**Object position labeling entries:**

[BEGIN]

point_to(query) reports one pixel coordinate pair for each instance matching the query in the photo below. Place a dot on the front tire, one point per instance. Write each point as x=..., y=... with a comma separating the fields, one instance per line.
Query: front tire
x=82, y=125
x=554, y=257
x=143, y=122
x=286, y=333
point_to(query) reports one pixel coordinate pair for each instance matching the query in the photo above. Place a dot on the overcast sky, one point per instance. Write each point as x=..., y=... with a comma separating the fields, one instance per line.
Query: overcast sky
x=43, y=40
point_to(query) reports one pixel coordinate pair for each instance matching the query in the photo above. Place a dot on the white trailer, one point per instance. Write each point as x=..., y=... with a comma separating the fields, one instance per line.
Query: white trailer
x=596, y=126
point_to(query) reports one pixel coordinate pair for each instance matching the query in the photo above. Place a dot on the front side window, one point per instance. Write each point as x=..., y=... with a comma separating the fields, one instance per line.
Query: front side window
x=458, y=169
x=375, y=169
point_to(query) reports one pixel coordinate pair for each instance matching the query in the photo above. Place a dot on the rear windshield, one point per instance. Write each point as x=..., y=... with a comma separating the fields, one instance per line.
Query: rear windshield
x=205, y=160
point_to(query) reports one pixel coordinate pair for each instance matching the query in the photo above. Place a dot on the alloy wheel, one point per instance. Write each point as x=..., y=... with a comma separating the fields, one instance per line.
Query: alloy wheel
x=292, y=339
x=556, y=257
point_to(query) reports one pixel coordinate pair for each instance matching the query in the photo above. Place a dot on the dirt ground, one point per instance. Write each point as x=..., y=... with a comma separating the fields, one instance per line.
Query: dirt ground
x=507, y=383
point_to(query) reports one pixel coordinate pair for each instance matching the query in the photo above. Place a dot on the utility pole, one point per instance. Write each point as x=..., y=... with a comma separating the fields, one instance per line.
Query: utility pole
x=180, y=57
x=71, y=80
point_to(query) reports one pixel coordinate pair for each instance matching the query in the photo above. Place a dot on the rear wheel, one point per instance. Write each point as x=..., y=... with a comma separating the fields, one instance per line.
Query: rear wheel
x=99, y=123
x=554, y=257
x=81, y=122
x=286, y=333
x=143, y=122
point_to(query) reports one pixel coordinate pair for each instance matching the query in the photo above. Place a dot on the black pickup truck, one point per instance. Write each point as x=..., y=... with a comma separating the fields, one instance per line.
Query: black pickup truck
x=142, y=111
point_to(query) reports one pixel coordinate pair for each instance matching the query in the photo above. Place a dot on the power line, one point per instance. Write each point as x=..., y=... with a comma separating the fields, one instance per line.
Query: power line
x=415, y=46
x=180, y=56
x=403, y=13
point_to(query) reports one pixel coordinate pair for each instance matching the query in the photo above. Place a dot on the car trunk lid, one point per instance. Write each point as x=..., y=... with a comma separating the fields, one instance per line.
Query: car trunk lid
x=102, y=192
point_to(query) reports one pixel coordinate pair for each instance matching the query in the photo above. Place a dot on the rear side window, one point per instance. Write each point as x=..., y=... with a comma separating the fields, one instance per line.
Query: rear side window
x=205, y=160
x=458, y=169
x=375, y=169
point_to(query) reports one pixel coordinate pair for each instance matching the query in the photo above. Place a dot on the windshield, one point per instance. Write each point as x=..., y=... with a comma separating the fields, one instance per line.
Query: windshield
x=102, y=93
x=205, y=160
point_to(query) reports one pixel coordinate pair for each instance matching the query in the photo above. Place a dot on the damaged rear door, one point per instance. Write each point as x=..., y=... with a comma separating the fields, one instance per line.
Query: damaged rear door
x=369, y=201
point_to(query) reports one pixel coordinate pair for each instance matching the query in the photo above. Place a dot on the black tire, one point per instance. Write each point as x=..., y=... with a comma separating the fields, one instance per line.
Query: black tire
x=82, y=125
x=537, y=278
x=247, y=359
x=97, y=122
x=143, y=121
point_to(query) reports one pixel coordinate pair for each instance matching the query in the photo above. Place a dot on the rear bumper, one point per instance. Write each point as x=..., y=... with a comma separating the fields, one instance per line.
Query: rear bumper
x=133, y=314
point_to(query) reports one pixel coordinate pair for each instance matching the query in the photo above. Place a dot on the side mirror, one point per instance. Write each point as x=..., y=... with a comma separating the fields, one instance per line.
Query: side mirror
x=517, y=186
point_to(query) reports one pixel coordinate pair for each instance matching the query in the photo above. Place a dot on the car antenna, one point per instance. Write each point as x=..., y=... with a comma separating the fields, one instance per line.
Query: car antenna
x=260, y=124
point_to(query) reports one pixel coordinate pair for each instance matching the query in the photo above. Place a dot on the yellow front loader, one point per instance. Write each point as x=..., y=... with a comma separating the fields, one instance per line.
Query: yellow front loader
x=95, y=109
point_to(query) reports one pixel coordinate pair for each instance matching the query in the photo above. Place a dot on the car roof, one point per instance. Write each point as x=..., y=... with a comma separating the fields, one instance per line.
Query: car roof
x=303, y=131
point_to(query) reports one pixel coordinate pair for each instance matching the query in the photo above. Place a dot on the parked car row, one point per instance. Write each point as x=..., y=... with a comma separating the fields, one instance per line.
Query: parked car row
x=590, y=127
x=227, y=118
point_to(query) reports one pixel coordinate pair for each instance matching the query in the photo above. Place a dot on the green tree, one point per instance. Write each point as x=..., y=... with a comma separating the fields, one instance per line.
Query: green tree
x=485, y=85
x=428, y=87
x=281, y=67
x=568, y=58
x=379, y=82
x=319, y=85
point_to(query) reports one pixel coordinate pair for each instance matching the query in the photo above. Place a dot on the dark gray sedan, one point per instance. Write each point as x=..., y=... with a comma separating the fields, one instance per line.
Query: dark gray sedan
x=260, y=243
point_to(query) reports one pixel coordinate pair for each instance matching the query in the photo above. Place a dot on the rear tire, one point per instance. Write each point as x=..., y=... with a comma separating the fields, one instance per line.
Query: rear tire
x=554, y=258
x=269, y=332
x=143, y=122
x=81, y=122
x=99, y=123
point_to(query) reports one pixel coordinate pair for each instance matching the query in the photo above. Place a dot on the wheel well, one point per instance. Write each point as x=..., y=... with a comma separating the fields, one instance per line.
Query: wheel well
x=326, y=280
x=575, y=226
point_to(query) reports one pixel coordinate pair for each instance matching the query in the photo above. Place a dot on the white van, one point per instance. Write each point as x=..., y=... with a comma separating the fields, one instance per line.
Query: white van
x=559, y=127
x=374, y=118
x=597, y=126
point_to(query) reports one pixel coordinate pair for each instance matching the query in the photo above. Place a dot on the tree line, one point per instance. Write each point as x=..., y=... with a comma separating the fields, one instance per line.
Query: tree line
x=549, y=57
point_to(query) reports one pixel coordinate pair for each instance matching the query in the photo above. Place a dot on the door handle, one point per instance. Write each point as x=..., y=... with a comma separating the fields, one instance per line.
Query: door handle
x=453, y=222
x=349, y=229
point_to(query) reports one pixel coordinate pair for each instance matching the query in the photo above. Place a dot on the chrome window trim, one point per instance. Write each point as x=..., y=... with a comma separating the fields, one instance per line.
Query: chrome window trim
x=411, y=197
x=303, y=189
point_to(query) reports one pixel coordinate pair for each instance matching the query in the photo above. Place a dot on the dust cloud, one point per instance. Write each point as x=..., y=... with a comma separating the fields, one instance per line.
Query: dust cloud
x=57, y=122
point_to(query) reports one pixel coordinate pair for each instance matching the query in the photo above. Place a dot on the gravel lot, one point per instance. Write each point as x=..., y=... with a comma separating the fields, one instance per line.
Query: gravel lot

[END]

**WORK TO DO:**
Return all of the lines above unchanged, character for character.

**RESULT OF THIS EXERCISE:**
point_to(query) reports one pixel coordinate pair for each instance matching the query in the photo below. Place a dot on the front tire, one point per instance. Write each point as x=..., y=... with a comma separating the fields, one instance per line.
Query: front tire
x=82, y=125
x=554, y=257
x=143, y=122
x=286, y=333
point_to(query) reports one pixel coordinate pair for each instance matching the query in the photo above. Place a dot on the overcast sky, one point per instance. Write each point as x=..., y=... with a comma separating the fields, one instance per line.
Query: overcast sky
x=43, y=40
point_to(query) reports one pixel coordinate pair for each instance matching the query in the photo above. Place a dot on the white trailer, one point per instance. Write each point as x=..., y=... with a comma separating the fields, one instance per line.
Query: white trailer
x=596, y=126
point_to(query) reports one pixel coordinate pair for each instance matching the query in the photo above. Place a dot on the front side window, one point per instance. Write each point as x=..., y=... with a comma separating the fields, one instance per line.
Query: front side window
x=458, y=169
x=375, y=169
point_to(query) reports one pixel coordinate pair for each instance matching the query in the photo above. Place a dot on the rear windshield, one point per instance. Write each point as x=..., y=... with a comma separating the fields, one instance per line.
Query: rear windshield
x=205, y=160
point_to(query) reports one pixel coordinate pair for each instance matching the query in the photo above. Place a dot on the alloy wheel, one point per instance. Write each point as x=..., y=... with a comma separating the fields, one instance per line.
Query: alloy wheel
x=292, y=339
x=556, y=257
point_to(query) reports one pixel coordinate pair for each instance matching the query in the photo above. Place a dot on the dirt ground, one point per instance. Write each point as x=..., y=... with a comma separating the fields, one instance per line.
Query: dirt ground
x=507, y=383
point_to(query) reports one pixel coordinate pair for each instance matching the query in the photo above. Place a dot on the utility pole, one point per instance. Write each point as x=..., y=... with a comma separating the fields, one instance per line.
Query: utility pole
x=180, y=57
x=71, y=80
point_to(query) reports one pixel coordinate pair for each instance matching the query in the photo above. Place a dot on the rear wheel, one point per instance. Write each point as x=..., y=... with a comma separating the fields, one instance per line.
Query: rear wheel
x=99, y=123
x=554, y=257
x=81, y=122
x=286, y=333
x=143, y=122
point_to(query) reports one pixel coordinate pair for each instance matching the query in the photo above. Place a dot on the black pickup truck, one point per instance. Write each point as x=..., y=... with a comma separating the fields, one instance per line.
Query: black pickup truck
x=142, y=111
point_to(query) reports one pixel coordinate pair for each instance matching the query in the photo above. Place a dot on the power line, one point per instance. Write each point as x=..., y=... with a comma separating the fields, one instance per line.
Query: power line
x=415, y=46
x=180, y=56
x=403, y=13
point_to(query) reports one pixel coordinate pair for each instance matching the query in the photo above. Place a dot on the car trunk lid, one point per instance. Write each point as x=..., y=... with a comma separating the fields, one instance per line.
Query: car trunk lid
x=102, y=192
point_to(query) reports one pixel coordinate pair for each instance matching the query in the photo above. Place a dot on the rear side window, one point per instance. Write each point as x=..., y=... with a comma separating the fields, one instance per line.
Query: rear side window
x=205, y=160
x=458, y=169
x=375, y=169
point_to(query) reports one pixel coordinate pair for each instance matching the query in the photo above. Place a dot on the windshield, one point per instance. Write each point as x=..., y=... with a comma separating the fields, one instance per line.
Query: windshield
x=102, y=93
x=205, y=160
point_to(query) reports one pixel coordinate pair for each instance matching the query in the photo above. Place a dot on the damaged rear door, one point per instance. Write each point as x=..., y=... with a comma separating the fields, one instance per line.
Query: damaged rear door
x=369, y=201
point_to(query) reports one pixel coordinate pair for each instance matching the query in the photo above. Place a dot on the black tire, one point per instance. Write each point as x=..., y=... with a comma separating the fields, one instance per line.
Query: black tire
x=82, y=125
x=537, y=278
x=247, y=359
x=97, y=122
x=143, y=121
point_to(query) reports one pixel coordinate pair for each instance matching the query in the photo above. Place a dot on the rear bumper, one point per instance. Write each point as x=..., y=... with a comma separating the fields, one instance per line.
Query: rear bumper
x=133, y=314
point_to(query) reports one pixel coordinate pair for each instance matching the query in the photo above. Place a dot on the side mirror, one point per instance. Write each point as x=..., y=... with a comma separating the fields, one instance per line.
Query: side mirror
x=517, y=186
point_to(query) reports one pixel coordinate pair for each instance matching the query in the photo above. Place a dot on the car antenna, one point per instance. Write each point as x=..., y=... with a comma separating the fields, one instance per line.
Query: car antenna
x=260, y=124
point_to(query) reports one pixel coordinate pair for each instance matching the query in the photo above. Place a dot on the yellow front loader, one point per instance. Write each point as x=..., y=... with a comma separating the fields, one instance per line.
Query: yellow front loader
x=95, y=109
point_to(query) reports one pixel coordinate pair for each instance matching the query in the photo above. Place a dot on the car roof, one point per instance. Write each point as x=..., y=... with a comma separating the fields, one instance per line.
Query: car roof
x=303, y=131
point_to(query) reports one pixel coordinate pair for each instance matching the query in the photo above. Place a dot on the parked car row, one point per instance. Write each point as x=..., y=... with a comma separating the fields, one instance per line.
Query: parked car row
x=590, y=127
x=227, y=118
point_to(query) reports one pixel coordinate pair for each instance matching the query in the photo above. Place a dot on the green tree, one point per instance. Write each point as x=..., y=... with a comma separating the fields, one instance per line.
Query: green tree
x=485, y=85
x=428, y=87
x=281, y=67
x=568, y=58
x=379, y=82
x=319, y=85
point_to(query) reports one pixel coordinate pair for each instance matching the query in the photo above. Place a dot on the dark gray sedan, one point per instance. Write each point as x=..., y=... with a comma separating the fields, one instance per line.
Query: dark gray sedan
x=260, y=243
point_to(query) reports one pixel coordinate pair for each instance matching the query in the photo above. Place a dot on the rear tire, one point per instance. Write each point as x=..., y=... with a comma separating the fields, one instance per line.
Query: rear tire
x=554, y=258
x=269, y=332
x=143, y=122
x=81, y=122
x=99, y=123
point_to(query) reports one pixel coordinate pair for each instance matching the query in the photo above. Place a dot on the wheel well, one point per instance. Write each point as x=..., y=... with a comma separating the fields, one instance per line.
Query: wheel well
x=326, y=280
x=575, y=226
point_to(query) reports one pixel coordinate pair for each instance matching the query in the photo above. Place a dot on the white van, one point per instance. Write each point as x=..., y=... with a comma separating the fields, one instance per line.
Query: white van
x=559, y=127
x=374, y=118
x=597, y=126
point_to(query) reports one pixel coordinate pair for each instance matching the query in the photo above. Place a dot on the tree line, one point per instance. Write each point as x=..., y=... with a comma separating the fields, one instance per line.
Query: tree line
x=549, y=57
point_to(query) reports one pixel coordinate pair for each instance matching the query in the photo above. Place a dot on the door handle, one point per instance. Write each point as x=..., y=... with a comma separating the fields, one instance per line.
Query: door handle
x=453, y=222
x=349, y=229
point_to(query) reports one pixel coordinate pair for each instance matching the query in the photo above. Place a dot on the chrome window trim, one point per instance. Write each point as x=..., y=... with a comma separating the fields, one instance per line.
Query: chrome window trim
x=411, y=197
x=303, y=189
point_to(query) reports one pixel coordinate pair for each instance matching the query in the photo above. Place a dot on the dust cloud, one point per instance. Write each point as x=..., y=... with a comma separating the fields, one instance per line.
Query: dust cloud
x=57, y=122
point_to(query) reports one pixel coordinate pair for each instance matching the query in the photo above. Place a dot on the gravel lot, one point per instance. Write each point as x=..., y=... with a comma separating the fields, one instance per line.
Query: gravel lot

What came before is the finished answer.